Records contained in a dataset

___

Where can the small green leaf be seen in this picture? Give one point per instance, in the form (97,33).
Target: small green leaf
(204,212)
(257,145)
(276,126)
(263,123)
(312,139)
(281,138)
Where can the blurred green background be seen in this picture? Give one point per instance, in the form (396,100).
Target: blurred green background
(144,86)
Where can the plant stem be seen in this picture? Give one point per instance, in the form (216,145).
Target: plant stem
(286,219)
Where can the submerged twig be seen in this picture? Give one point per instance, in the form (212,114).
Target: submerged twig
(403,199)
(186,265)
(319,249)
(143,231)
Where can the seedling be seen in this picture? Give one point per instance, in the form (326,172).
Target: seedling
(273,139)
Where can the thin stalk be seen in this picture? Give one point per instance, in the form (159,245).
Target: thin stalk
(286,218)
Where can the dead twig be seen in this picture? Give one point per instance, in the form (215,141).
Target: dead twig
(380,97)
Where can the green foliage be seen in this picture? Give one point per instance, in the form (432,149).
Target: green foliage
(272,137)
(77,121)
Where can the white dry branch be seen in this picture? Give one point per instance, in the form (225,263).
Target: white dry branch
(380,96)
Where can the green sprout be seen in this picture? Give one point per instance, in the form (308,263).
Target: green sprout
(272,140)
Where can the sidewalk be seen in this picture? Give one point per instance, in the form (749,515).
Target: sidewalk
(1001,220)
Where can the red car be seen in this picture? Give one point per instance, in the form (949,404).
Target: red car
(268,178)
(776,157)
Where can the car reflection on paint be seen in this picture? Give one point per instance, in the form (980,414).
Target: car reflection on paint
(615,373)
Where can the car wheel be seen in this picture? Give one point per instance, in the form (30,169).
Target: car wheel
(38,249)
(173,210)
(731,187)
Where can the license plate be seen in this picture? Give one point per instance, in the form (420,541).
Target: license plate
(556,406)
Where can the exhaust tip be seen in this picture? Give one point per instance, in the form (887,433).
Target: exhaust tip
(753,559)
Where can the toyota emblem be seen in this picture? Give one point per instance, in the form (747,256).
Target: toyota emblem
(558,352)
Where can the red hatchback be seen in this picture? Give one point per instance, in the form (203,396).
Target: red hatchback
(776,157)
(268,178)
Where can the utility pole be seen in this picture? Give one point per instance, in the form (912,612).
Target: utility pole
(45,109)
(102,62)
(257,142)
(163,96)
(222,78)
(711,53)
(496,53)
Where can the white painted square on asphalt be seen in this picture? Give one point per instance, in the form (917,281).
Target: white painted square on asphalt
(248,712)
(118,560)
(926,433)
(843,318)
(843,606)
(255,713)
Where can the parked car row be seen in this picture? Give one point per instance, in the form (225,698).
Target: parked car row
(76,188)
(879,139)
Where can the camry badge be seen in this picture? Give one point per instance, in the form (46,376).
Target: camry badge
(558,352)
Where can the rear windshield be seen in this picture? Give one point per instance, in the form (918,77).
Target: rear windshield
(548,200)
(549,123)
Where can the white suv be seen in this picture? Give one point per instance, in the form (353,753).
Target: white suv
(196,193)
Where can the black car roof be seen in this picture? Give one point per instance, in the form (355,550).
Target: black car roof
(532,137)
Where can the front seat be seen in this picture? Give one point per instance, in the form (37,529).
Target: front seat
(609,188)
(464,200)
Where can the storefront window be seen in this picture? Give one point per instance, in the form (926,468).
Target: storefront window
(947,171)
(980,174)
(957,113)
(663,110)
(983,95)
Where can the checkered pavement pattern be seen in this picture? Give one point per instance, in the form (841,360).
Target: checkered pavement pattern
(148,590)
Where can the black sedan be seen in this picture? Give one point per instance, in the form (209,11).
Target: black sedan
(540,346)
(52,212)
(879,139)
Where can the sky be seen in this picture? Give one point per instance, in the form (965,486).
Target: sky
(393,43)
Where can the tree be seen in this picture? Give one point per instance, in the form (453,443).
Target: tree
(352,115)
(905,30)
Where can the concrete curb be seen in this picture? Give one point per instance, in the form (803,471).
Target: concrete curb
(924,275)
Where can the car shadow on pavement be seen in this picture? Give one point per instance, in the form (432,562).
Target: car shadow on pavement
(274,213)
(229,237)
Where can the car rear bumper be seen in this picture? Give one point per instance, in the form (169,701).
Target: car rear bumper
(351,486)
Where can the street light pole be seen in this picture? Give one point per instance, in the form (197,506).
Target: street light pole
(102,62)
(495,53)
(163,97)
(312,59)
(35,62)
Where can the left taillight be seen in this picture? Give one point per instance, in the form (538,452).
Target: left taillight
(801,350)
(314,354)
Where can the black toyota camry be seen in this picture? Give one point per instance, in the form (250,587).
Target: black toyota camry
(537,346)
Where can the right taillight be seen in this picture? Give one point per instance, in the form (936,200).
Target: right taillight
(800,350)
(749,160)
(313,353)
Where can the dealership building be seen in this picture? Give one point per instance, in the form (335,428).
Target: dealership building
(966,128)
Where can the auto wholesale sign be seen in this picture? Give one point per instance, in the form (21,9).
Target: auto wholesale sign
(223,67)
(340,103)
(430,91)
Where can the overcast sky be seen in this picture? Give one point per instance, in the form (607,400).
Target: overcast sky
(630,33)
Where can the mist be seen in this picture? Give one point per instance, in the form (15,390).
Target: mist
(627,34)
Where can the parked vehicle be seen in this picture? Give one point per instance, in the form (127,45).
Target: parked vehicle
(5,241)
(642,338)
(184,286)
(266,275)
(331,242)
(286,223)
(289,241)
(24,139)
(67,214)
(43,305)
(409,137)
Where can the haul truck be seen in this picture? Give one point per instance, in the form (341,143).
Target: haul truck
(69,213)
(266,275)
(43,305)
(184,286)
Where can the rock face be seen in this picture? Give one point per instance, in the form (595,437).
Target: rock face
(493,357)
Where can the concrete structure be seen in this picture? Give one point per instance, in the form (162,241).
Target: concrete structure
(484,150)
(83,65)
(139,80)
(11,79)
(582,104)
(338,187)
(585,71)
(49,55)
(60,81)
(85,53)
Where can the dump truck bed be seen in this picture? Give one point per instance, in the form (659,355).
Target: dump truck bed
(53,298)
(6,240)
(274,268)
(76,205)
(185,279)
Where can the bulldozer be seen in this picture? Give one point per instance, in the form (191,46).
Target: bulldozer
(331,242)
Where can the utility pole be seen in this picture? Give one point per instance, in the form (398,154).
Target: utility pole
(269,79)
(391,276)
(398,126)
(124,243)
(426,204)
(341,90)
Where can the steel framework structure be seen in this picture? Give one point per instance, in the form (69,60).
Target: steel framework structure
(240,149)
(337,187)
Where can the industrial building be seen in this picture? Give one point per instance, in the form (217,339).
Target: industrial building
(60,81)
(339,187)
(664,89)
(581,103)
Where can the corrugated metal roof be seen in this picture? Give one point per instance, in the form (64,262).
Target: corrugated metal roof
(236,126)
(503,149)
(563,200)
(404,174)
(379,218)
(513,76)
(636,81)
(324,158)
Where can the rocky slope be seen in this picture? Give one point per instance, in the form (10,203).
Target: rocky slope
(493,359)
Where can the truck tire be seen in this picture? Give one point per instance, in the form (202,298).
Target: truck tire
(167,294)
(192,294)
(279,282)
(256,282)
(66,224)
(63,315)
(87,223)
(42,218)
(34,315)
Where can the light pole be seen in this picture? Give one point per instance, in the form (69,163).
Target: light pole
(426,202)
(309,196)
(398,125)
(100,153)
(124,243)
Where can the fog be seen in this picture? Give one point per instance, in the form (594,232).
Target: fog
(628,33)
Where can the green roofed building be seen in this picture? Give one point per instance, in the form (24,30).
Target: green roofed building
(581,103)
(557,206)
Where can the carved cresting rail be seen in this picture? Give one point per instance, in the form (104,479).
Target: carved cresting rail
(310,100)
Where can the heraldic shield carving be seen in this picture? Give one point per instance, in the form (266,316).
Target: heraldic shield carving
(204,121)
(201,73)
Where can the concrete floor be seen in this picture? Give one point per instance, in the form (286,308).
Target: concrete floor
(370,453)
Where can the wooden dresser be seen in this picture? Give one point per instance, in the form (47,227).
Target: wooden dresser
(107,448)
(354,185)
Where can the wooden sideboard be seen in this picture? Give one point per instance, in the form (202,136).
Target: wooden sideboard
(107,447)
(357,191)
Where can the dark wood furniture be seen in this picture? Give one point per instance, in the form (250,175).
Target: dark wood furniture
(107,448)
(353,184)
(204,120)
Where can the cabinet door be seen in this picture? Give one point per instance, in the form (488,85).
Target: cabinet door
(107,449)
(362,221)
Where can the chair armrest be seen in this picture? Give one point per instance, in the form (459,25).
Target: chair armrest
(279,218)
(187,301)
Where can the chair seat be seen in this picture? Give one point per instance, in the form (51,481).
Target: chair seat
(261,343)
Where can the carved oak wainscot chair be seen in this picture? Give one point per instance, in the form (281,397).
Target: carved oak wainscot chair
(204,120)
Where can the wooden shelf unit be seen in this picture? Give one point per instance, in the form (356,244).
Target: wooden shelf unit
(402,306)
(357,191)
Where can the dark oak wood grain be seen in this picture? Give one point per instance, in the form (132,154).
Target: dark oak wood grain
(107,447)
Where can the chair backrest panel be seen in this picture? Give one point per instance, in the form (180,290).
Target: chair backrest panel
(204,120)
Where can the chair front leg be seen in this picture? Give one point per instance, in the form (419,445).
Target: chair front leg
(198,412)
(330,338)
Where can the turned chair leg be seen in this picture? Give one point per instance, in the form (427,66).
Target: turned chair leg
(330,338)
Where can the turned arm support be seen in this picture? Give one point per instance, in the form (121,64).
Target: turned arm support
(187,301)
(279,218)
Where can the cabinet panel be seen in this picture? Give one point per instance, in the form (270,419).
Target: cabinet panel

___

What to do: In the records above, find the line with "Target: concrete floor"; write out exactly that line and each one after it, stopping after the line with "Where can the turned chair".

Reply:
Target: concrete floor
(370,453)
Where can the wooden dresser be seen in this picture? Give one point per instance, in the form (47,227).
Target: wooden dresser
(107,448)
(354,185)
Where can the wooden sideboard be seen in this picture? Give one point per instance, in the form (202,136).
Target: wooden sideboard
(107,447)
(357,191)
Where can the dark wood furniture be seen in this picture? Give one point per instance, in the form (250,175).
Target: dark wood furniture
(107,448)
(353,184)
(204,120)
Where can the cabinet door be seen in this picture? Give one point per instance, in the form (488,85).
Target: cabinet door
(107,449)
(362,221)
Where can the chair armrest be seen in this picture? Give one point per instance, in the form (459,25).
Target: chair armrest
(279,218)
(187,301)
Where can the chair seat be seen in this picture? Give one point per instance, in the form (51,481).
Target: chair seat
(261,343)
Where can the carved oak wainscot chair be seen in this picture? Give one point per instance, in the form (281,397).
Target: carved oak wainscot chair
(204,120)
Where can the wooden shelf unit be seen in this picture? Give one point per instance, in the form (356,244).
Target: wooden shelf unit
(402,306)
(357,191)
Where can the dark oak wood grain be seen in this picture? Give one point per instance, in the form (132,154).
Target: dark oak wood grain
(107,447)
Where can the chair backrest panel be seen in this picture? Give one point per instance, in the form (180,290).
Target: chair backrest panel
(204,120)
Where can the chair front leg be seen in this picture? Give one point per instance, in the form (419,445).
Target: chair front leg
(198,412)
(330,338)
Where can the turned chair leg be seen in this picture? Give one point per instance, in the form (427,66).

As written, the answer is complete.